Instructions for the task:
Continue the passage about the feelings that come with combat, starting right after its last sentence.

Exercise passage:
►

As the contact commences, initially there is a rushing sensation, a kind of high with an intensity quite unlike anything else in the human experience. There is no drug one can take to duplicate this high. Some men devote their entire lives to military command just to experience those few fleeting moments when you hold in your hand the power of life and death over another human being. And some men go into a blackout, a blind rage which devastates them and from which they never recover.
But the high is only fleeting. Very quickly it is replaced with a numbing fear and excruciating terror. I once heard it said that when there are no more decisions to be made the fear goes away. That may be true enough but what you're left with is an indescribable horrible feeling of loneliness and emptiness. There is no place to go, no place to hide, no place to get away from it. "--- come and get me you little bastards, come and get me---". In a sense you soul has abandoned your body in anticipation of death and in that sense one is truly alone.

◄

Information shown:
►

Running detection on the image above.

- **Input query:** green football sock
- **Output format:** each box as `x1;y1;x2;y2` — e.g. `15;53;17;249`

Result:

◄

Answer space:
Suddenly -----
An enormous explosion a short distance off to my right flank. Dust, debris, and black smoke shoot high into the air. Oh, dear, God. Who will die today? I run over to see what's happened. I find our platoon lieutenant and a couple of others crouched down behind a rice paddy dike. The lieutenant says one of our guys is lying out in the rice paddy 10 or 12 yards in front of us. I peer over the top of the dike I see someone out there laying face down in the dirt. Is he dead, is he alive, we can't even tell who it is. We have to go out and get him. As the others put down a cover of rifle fire I jump over the top of the dike and run out into the rice paddy. I reach down, grab in by the shoulder and roll him over. I'm momentarily stunned. It's my friend, Ponce, my closest friend. He is lying in a pool DEAD! Just moments before on a short rest break we had talked and laughed together. And exchanged cynical jokes about the absurdity of it all. I recoiled back like having hot venom splashed in my eyes. For an instant time stands still: and the image of death and those lifeless eyes staring back at me will remain with me forever.
Later that afternoon I loaded Ponce's body along with the other dead onto a helicopter to be taken away. I watched that helicopter disappear into the sky carrying those dead men. Along with the death destruction and violence of which I have been apart, a part of me has also died. But from Ponce's death a new facet of me has been born. From my friend's death I have learned how to cry.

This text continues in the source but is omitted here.